■ **TASK TO CARRY OUT**:
List each line in the records that contains the string "green".

>> BEGIN GIVEN INFORMATION

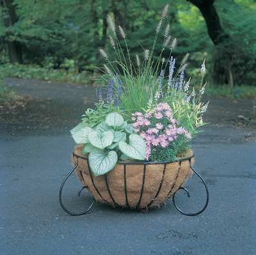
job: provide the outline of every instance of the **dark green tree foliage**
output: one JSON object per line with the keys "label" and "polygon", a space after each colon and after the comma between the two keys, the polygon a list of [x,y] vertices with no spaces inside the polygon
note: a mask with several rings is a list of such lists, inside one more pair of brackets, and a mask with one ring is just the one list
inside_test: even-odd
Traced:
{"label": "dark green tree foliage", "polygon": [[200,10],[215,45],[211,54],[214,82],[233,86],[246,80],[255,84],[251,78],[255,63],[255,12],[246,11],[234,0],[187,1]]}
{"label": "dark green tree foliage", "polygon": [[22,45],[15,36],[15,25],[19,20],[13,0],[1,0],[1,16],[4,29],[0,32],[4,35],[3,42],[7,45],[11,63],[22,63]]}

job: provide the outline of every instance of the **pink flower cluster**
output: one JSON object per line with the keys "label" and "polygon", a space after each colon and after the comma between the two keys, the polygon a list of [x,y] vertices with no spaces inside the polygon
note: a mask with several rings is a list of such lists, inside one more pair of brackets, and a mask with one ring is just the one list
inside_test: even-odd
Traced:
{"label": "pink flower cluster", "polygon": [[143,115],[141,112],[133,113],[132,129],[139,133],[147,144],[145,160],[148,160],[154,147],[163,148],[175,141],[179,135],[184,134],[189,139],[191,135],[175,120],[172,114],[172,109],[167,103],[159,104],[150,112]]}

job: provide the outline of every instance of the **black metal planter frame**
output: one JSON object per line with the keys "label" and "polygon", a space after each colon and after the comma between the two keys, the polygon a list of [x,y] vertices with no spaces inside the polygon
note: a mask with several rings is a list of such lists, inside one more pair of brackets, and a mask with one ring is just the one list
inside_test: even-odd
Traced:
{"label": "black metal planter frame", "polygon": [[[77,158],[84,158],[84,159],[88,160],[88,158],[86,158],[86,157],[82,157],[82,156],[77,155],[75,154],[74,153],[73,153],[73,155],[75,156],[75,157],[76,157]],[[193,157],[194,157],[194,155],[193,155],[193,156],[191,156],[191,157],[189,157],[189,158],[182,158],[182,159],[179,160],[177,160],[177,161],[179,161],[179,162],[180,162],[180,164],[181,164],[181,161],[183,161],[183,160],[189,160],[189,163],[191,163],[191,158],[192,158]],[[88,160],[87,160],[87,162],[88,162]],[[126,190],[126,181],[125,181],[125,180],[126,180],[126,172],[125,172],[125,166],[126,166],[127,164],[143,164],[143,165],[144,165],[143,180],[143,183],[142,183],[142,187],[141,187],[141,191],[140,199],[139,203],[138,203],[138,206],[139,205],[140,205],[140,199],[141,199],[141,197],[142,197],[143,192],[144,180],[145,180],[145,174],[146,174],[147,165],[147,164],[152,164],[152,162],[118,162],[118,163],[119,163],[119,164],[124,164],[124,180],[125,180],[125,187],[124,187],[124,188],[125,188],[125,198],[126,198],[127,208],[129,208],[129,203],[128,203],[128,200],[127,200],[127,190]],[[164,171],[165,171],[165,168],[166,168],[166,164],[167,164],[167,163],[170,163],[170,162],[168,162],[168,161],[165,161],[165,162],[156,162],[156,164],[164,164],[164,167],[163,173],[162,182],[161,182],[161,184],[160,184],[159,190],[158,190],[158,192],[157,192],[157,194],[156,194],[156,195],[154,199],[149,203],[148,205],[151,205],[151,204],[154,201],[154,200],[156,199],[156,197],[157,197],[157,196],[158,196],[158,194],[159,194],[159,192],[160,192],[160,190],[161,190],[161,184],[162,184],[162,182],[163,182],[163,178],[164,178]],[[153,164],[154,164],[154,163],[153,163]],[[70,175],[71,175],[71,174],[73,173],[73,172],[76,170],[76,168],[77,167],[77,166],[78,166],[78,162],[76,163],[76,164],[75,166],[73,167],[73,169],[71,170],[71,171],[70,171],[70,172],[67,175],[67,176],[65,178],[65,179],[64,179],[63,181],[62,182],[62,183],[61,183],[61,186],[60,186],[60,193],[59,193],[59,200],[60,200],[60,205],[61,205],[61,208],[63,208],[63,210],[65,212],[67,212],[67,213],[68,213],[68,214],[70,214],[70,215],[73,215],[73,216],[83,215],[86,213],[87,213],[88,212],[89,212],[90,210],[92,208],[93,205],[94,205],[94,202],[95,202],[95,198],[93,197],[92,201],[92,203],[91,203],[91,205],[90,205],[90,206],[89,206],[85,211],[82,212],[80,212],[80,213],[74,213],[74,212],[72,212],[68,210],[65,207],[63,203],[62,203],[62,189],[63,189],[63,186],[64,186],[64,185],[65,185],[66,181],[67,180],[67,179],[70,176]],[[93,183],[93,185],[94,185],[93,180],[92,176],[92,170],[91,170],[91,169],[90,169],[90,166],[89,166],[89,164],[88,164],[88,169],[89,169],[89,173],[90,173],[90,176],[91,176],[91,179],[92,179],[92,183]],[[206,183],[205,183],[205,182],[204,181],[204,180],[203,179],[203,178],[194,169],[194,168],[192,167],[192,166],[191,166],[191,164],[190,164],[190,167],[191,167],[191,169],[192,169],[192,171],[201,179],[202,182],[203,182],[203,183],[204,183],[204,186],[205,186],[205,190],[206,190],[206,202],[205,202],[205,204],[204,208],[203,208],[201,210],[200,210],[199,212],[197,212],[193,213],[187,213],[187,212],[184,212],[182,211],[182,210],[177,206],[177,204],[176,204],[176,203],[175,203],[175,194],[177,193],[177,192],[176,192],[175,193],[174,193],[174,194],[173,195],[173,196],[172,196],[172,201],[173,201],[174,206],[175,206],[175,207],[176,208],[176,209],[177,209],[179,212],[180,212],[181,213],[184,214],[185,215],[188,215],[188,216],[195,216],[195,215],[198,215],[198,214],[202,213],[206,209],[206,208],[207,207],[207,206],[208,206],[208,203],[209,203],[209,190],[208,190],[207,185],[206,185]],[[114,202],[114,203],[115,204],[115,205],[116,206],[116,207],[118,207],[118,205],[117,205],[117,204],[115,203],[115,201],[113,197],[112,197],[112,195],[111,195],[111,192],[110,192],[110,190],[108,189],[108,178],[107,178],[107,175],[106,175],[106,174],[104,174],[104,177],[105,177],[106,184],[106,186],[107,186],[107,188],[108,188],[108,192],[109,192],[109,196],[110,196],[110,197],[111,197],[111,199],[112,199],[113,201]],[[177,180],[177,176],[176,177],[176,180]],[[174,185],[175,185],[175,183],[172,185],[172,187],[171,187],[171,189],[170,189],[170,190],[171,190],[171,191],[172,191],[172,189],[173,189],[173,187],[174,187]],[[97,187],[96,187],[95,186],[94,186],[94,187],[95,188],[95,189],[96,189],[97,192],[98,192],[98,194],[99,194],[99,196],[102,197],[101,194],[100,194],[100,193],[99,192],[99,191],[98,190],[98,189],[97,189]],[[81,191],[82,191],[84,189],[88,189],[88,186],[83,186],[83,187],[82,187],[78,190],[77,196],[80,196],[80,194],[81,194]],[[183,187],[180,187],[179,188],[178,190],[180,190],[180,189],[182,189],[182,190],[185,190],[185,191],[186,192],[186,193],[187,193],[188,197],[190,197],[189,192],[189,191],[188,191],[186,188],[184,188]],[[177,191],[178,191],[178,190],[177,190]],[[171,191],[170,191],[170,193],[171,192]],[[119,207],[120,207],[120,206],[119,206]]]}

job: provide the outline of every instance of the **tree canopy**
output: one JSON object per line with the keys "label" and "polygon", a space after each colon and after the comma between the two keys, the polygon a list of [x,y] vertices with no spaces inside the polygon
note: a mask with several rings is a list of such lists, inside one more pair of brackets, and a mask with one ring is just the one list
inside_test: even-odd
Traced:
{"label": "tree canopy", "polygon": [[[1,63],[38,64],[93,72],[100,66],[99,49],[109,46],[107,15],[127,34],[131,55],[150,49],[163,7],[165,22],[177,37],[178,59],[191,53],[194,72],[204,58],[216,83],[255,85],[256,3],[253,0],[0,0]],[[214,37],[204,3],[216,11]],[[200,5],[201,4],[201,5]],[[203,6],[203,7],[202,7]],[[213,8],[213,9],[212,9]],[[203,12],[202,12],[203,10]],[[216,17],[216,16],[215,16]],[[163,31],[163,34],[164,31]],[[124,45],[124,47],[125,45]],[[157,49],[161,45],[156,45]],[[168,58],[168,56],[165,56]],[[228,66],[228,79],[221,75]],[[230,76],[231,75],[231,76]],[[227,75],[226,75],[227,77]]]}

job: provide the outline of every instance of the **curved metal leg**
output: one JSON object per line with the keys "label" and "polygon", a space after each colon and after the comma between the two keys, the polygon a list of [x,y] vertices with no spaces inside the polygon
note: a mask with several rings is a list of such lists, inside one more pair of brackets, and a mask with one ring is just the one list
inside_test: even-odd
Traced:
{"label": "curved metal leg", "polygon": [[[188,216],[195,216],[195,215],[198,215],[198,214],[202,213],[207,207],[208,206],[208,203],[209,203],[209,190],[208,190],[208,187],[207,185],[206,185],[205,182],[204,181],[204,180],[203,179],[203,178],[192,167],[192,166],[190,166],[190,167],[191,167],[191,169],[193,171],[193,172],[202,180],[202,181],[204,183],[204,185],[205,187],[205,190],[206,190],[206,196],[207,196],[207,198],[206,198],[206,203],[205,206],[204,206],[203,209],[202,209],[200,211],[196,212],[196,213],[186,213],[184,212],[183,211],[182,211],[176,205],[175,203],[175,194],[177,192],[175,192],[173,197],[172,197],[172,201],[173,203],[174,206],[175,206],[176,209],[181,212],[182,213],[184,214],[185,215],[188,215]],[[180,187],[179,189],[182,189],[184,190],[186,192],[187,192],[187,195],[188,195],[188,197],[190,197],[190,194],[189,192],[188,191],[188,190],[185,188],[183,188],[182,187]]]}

>> END GIVEN INFORMATION

■ **TASK ANSWER**:
job: provide the outline of every instance of the **dark green tree foliage**
{"label": "dark green tree foliage", "polygon": [[200,10],[215,45],[211,54],[214,82],[233,86],[246,80],[255,84],[251,78],[255,63],[255,12],[246,11],[234,0],[187,1]]}
{"label": "dark green tree foliage", "polygon": [[22,45],[15,36],[15,25],[19,20],[13,0],[1,0],[1,16],[4,29],[0,32],[4,35],[3,42],[7,45],[11,63],[22,63]]}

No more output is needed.